● What you need to do:
1 - Using the passage on Coptic studies, answer these:
(a) Why, according to Dr Dawoud, was the shell common in the Greek and Roman eras?
(b) How many of Egypt's old monasteries and churches are indexed?
(c) What did Dr Mahmoud say Egyptian universities have none of?
2 - Edit the part of the passage on Coptic studies that opens with the words containing "Girgis Dawoud, librarian" and closes with "plant and animal.", and write it out with "the sea" changed to "the ocean".

Girgis Dawoud, librarian and professor at the Institute of Coptic Studies, who sadly passed away not long after the convention, talked about the shell symbol in Coptic art. Dr Dawoud said the shell, a symbol deeply rooted in antiquity, was common in the Greek and Roman eras because of their affection for the sea. Morqos Faris, however, highlighted why the Copts used symbols and he related it to the Roman oppression of Christians. Dr Fares said that symbols were often taken from nature, both plant and animal.

No Coptic studies
Lu’ai Mahmoud, general manager of the General Department of Documentation and Registration of Coptic Monuments (GDDRCM), spoke about the project to photograph and index all Coptic antiquities. He pointed out that nearly 45 Coptic sites, encompassing monasteries and churches, were built within archaeological areas dating from the pharaonic, Greek and Roman periods. Although there are more than 300 old monasteries and churches in Egypt, only 90 of them are indexed. There are also caves and manshubiyat (cells used for a monk and his adherents). Dr Mahmoud said there were no Coptology departments in Egyptian universities, and that as a result of this lack of scholarship many manuscripts and antiquities remained unregistered. He also mentioned the projects secured under the auspices of GDDRCM, one of which was organising an international conference for Coptology in 2010 and establishing a scientific centre for Coptic antiquities studies. A third project involved indexing Coptic textiles in Egyptian museums.

● Information supplied:

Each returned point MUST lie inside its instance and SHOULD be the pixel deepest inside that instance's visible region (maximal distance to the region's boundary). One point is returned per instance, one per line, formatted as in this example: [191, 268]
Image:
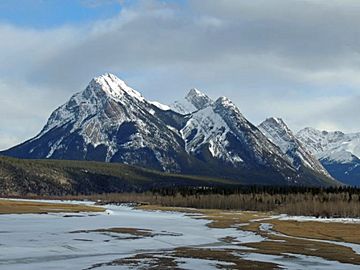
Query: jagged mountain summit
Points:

● Task solutions:
1 -
(a) Because of their affection for the sea.
(b) Only 90.
(c) Coptology departments.

2 -
Girgis Dawoud, librarian and professor at the Institute of Coptic Studies, who sadly passed away not long after the convention, talked about the shell symbol in Coptic art. Dr Dawoud said the shell, a symbol deeply rooted in antiquity, was common in the Greek and Roman eras because of their affection for the ocean. Morqos Faris, however, highlighted why the Copts used symbols and he related it to the Roman oppression of Christians. Dr Fares said that symbols were often taken from nature, both plant and animal.